= Extract to read =

2011-06-19 Thread Cédric Villemain
2011/6/19 Greg Stark st...@mit.edu:
 On Tue, Jun 14, 2011 at 4:04 PM, Robert Haas robertmh...@gmail.com wrote:
 1. ANALYZE happens far too infrequently to believe that any data taken
 at ANALYZE time will still be relevant at execution time.
 2. Using data gathered by ANALYZE will make plans less stable, and our
 users complain not infrequently about the plan instability we already
 have, therefore we should not add more.
 3. Even if the data were accurate and did not cause plan stability, we
 have no evidence that using it will improve real-world performance.

 I feel like this is all baseless FUD. ANALYZE isn't perfect but it's
 our interface for telling postgres to gather stats and we generally
 agree that having stats and modelling the system behaviour as
 accurately as practical is the right direction so we need a specific
 reason why this stat and this bit of modeling is a bad idea before we
 dismiss it.

= List of tasks =
1. From the ANALYZE discussion, reproduce the part that opens with the words containing "2011-06-19 Thread Cédric" and closes with "at execution time.".
2. In the ANALYZE discussion, rewrite the paragraph beginning "I feel like this is all baseless FUD" more briefly, keeping its main facts.

= Material provided =
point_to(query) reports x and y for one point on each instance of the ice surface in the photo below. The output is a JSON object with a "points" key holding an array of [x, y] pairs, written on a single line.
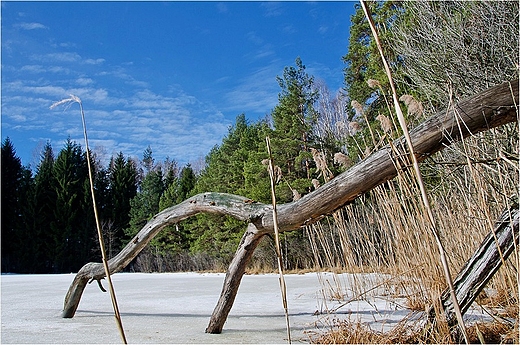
{"points": [[176, 307]]}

= Answer list =
1.
2011-06-19 Thread Cédric Villemain
2011/6/19 Greg Stark st...@mit.edu:
 On Tue, Jun 14, 2011 at 4:04 PM, Robert Haas robertmh...@gmail.com wrote:
 1. ANALYZE happens far too infrequently to believe that any data taken
 at ANALYZE time will still be relevant at execution time.

2. The objections are called baseless FUD. ANALYZE isn't perfect, but it is the way to tell postgres to gather stats. There is general agreement that having stats and modeling system behavior as accurately as practical is the right direction. So before this stat and this modeling are dismissed, a specific reason is needed for why they are a bad idea.